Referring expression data
Content starts
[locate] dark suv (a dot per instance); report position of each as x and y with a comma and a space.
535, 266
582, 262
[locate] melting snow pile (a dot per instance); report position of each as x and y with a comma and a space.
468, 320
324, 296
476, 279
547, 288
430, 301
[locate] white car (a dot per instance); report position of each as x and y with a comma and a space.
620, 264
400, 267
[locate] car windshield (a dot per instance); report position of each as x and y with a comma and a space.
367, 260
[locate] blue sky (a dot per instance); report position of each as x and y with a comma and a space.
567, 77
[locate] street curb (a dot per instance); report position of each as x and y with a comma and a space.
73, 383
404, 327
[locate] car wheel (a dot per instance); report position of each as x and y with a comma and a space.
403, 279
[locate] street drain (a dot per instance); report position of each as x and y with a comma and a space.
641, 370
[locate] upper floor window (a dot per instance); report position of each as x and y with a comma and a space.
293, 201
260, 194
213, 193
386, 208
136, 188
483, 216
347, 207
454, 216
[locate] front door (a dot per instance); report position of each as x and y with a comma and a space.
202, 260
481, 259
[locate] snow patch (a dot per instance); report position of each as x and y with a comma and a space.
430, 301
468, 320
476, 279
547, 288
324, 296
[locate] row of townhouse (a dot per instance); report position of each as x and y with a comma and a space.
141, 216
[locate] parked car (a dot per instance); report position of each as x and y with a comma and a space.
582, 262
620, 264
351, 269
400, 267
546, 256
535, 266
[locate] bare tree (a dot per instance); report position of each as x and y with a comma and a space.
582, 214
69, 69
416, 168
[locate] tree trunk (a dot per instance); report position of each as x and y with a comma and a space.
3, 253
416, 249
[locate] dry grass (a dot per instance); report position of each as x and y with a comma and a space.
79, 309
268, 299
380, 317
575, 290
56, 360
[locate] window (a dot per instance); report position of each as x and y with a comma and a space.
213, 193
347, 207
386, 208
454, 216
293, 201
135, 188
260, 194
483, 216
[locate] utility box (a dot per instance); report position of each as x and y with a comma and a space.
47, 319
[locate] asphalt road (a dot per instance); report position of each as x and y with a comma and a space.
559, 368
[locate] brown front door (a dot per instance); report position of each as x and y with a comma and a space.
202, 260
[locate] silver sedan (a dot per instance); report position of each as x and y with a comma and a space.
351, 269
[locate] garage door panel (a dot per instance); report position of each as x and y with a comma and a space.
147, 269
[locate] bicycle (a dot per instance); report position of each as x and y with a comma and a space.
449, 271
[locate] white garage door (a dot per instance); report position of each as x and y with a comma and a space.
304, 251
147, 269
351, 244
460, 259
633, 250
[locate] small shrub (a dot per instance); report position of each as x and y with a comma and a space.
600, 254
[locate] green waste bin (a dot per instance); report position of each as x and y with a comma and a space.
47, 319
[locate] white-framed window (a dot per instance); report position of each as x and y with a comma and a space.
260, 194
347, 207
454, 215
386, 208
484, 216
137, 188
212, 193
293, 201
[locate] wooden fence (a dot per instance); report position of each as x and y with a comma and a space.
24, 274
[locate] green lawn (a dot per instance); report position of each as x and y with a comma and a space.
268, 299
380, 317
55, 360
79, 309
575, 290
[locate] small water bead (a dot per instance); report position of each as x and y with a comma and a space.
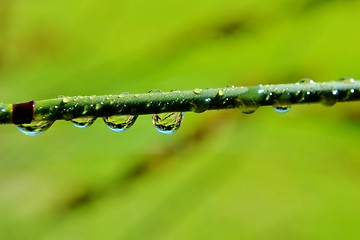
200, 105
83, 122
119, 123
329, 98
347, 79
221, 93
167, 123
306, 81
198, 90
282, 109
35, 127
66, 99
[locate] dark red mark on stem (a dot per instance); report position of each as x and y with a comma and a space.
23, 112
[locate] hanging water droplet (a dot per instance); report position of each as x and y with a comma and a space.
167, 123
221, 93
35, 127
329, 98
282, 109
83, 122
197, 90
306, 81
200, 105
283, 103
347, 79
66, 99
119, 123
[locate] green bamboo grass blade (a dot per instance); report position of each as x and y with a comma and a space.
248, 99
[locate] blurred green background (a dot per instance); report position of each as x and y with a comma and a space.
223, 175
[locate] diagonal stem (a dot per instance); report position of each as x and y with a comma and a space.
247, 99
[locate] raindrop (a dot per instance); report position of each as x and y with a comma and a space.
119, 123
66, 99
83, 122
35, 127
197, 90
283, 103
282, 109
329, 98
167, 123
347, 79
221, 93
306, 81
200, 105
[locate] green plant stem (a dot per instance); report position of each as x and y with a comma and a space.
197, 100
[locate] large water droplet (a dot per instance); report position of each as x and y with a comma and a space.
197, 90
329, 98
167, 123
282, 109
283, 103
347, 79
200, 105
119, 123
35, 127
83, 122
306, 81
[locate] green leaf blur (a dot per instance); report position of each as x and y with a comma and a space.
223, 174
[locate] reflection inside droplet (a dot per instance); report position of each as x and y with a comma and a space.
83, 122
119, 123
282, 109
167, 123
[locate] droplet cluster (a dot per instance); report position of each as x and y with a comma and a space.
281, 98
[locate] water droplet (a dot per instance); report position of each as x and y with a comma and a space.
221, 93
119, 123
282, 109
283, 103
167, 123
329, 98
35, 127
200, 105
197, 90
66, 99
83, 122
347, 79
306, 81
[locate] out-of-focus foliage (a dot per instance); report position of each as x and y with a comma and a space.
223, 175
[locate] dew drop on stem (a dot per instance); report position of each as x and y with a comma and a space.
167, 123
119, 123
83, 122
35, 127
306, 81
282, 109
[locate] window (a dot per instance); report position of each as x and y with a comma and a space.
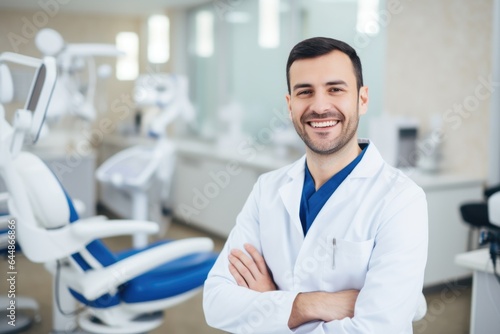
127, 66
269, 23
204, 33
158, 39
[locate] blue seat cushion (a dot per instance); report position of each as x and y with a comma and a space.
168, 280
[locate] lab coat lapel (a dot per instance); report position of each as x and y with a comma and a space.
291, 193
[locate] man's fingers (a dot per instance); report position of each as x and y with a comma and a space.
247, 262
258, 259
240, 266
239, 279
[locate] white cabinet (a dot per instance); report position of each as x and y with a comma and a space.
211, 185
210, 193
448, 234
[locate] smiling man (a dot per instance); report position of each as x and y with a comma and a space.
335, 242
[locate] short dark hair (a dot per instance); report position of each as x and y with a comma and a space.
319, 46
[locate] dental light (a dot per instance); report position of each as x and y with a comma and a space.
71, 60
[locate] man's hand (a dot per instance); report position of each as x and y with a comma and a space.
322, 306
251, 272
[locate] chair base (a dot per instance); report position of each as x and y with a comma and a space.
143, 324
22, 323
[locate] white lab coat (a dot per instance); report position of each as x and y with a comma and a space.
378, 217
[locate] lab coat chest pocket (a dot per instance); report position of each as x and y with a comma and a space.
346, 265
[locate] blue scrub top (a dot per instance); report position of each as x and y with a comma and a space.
Content ends
Retype every record as it stands. None of the pictures should appear.

> [FINAL ANSWER]
[locate] dark suv (a dot per instance); report position of each as x and y with a comma and a space.
535, 266
582, 262
[locate] melting snow pile (a dot per instance); report position of each as x and y with a comma and a space.
468, 320
324, 296
476, 279
547, 288
430, 301
[locate] white car (a dot per instance); report position of each as x and y with a comma and a space.
620, 264
400, 267
[locate] car windshield (a dot per instance); report position of each as x and y with a comma and a space.
367, 260
[locate] blue sky (a dot per instance); report position of each as x and y with a comma and a space.
567, 77
[locate] street curb (a dot per instance); report position of each as x and y with a comma and a space.
73, 383
404, 327
[locate] car wheel (a dot per instance); report position of each as x and y with a comma and a space.
403, 279
[locate] street drain (a dot per instance); report position of each as x and y with a comma and a space.
641, 370
[locate] upper floor window (a dot per instance); report position of each as x and y with a comma and a space.
293, 201
260, 194
213, 193
386, 208
136, 188
483, 216
347, 207
454, 216
[locate] front door (a dot per instance); report position of each as x and y with a comma and a space.
202, 260
481, 259
[locate] snow patch (a dot per instance); report position of each as x and y with a comma and a space.
430, 301
468, 320
476, 279
547, 288
324, 296
[locate] row of townhouse (a dot per instance); report position of each as x and y with a comma and a space.
141, 216
[locate] parked car (a dot per instance); report position of each as x and y with a comma and a space.
582, 262
620, 264
351, 269
400, 267
546, 256
535, 266
[locate] bare tree (a dot per instance); report position of each as x and y with a comma and a space.
582, 214
69, 69
416, 168
[locate] tree trunk (a dot per instance); report position of each as x and y with a comma and a space.
3, 253
416, 249
[locate] dry grass (a dot per instance); report position of each as x and y with a comma and a space.
79, 309
268, 299
380, 317
575, 290
56, 360
[locate] window (a dot per instance); report position of each as x and y with a comma and a space.
213, 193
347, 207
386, 208
454, 216
293, 201
135, 188
260, 194
483, 216
[locate] utility box (a dot per instance); report position of each as x and y with a comma and a space.
47, 319
[locate] asphalt road (a dot per instance); report position of each as x and y with a comma and a space.
559, 368
[locate] brown front door (a dot per instance); report position of each as x and y with a comma and a space.
202, 260
[locate] silver sedan (a dot per instance); report position of each as x and y with a comma and a space.
351, 269
[locate] garage door panel (a dot per instance); report position of each as x and y with a comma and a space.
147, 269
[locate] bicycle (a dot per instance); report position of each as x and y with a comma and a space.
449, 271
[locate] white garage door (a dot per instance); report position of each as x and y with a comma and a space.
304, 251
147, 269
351, 244
460, 259
633, 250
[locate] small shrub (a dot per instance); report position of each as x and y with a comma and a space.
600, 254
[locate] green waste bin (a dot per instance); report position of each as x and y with a comma and a space.
47, 319
[locate] white-framed window (a dot per instance); report position of each as x and y with a comma and a space.
260, 194
347, 207
454, 215
386, 208
484, 216
137, 188
212, 193
293, 201
[locate] wooden fence (a dot per instance); report position of each as x and y with a comma and a space.
24, 274
[locate] green lawn (a dot per instance); report position of each as x and y with a comma and a space.
268, 299
380, 317
55, 360
79, 309
575, 290
[locate] small water bead (a dot per instance); report position of each as x and y with a comma and a space.
200, 105
83, 122
119, 123
329, 98
347, 79
221, 93
167, 123
306, 81
198, 90
282, 109
35, 127
66, 99
[locate] dark red mark on stem (a dot per instance); report position of each as x and y with a comma and a space.
23, 112
[locate] hanging water droplet (a dot per instance); report position of each as x and y with a comma and a space.
167, 123
221, 93
35, 127
329, 98
282, 109
83, 122
197, 90
306, 81
200, 105
283, 103
347, 79
66, 99
119, 123
[locate] green bamboo grass blade (a dot per instance); report position of each as x and y with a comma and a space.
248, 99
[locate] blurred green background (a dot per instance); report position of each as x and y with a comma and a space.
223, 175
[locate] diagonal stem (a dot per instance); report position of each as x and y with a comma and a space.
247, 99
[locate] raindrop (a dot per instance); report position of each as x and y with a comma and a space.
119, 123
66, 99
83, 122
35, 127
197, 90
283, 103
282, 109
329, 98
167, 123
347, 79
221, 93
306, 81
200, 105
[locate] green plant stem (a dot per instance); report position of each as x and y with a comma and a space.
197, 100
[locate] large water droplet (a dot per instance); report position of each as x and y with a comma and a space.
197, 90
329, 98
167, 123
282, 109
283, 103
347, 79
200, 105
119, 123
35, 127
83, 122
306, 81
[locate] green leaf blur (a dot per instance); report position of each as x and y with a comma and a space.
223, 174
[locate] reflection inside droplet (a dot per instance); report position of each as x and y with a comma and a space.
83, 122
119, 123
282, 109
167, 123
[locate] droplet cluster (a dot per instance); report position of each as x and y with a comma and a space.
281, 98
[locate] water droplet (a dot per instance); report position of each as x and y with a comma and a space.
221, 93
119, 123
282, 109
283, 103
167, 123
329, 98
35, 127
200, 105
197, 90
66, 99
83, 122
347, 79
306, 81
[locate] out-of-focus foliage (a dot per instance); report position of each as x and y with a comma and a space.
223, 175
[locate] dew drop on stem (a dot per instance); report position of each as x and y with a comma and a space.
167, 123
119, 123
83, 122
35, 127
306, 81
282, 109
[locate] window (a dot per instance); report position of each as x and y with a comma and a space.
127, 66
269, 23
204, 33
158, 39
[locate] blue seat cushion (a dot per instance); report position of each as x and y with a comma and a space.
168, 280
[locate] lab coat lapel (a dot per instance); report position of each as x and y with a comma and a space.
291, 193
[locate] man's fingers (a dot per instance); report position of each as x and y with a comma and a space.
247, 262
258, 259
240, 266
239, 279
[locate] white cabinet (a dot per instance); report position of each as x and y with a comma and a space.
211, 185
210, 193
448, 234
[locate] smiling man (a dot per instance); report position of each as x and y with a comma and a space.
335, 242
[locate] short dark hair (a dot per instance); report position of each as x and y with a comma and a space.
319, 46
[locate] dental light (a dot per instance); report position of each as x and y with a comma and a space.
71, 60
[locate] man's hand (a dot per instance); report position of each as x and y with a comma and a space.
322, 306
251, 272
[locate] chair base (a dot per instance); report position of each as x and y with a comma and a space.
143, 324
22, 323
[locate] white lab coat (a dot per instance); report position of each as x and y with a comma and a space.
378, 217
[locate] lab coat chest pocket (a dot per instance); report position of each as x and y with a comma and a space.
346, 265
[locate] blue scrub top (a dot per instance); report position of each as x and y with a comma and a space.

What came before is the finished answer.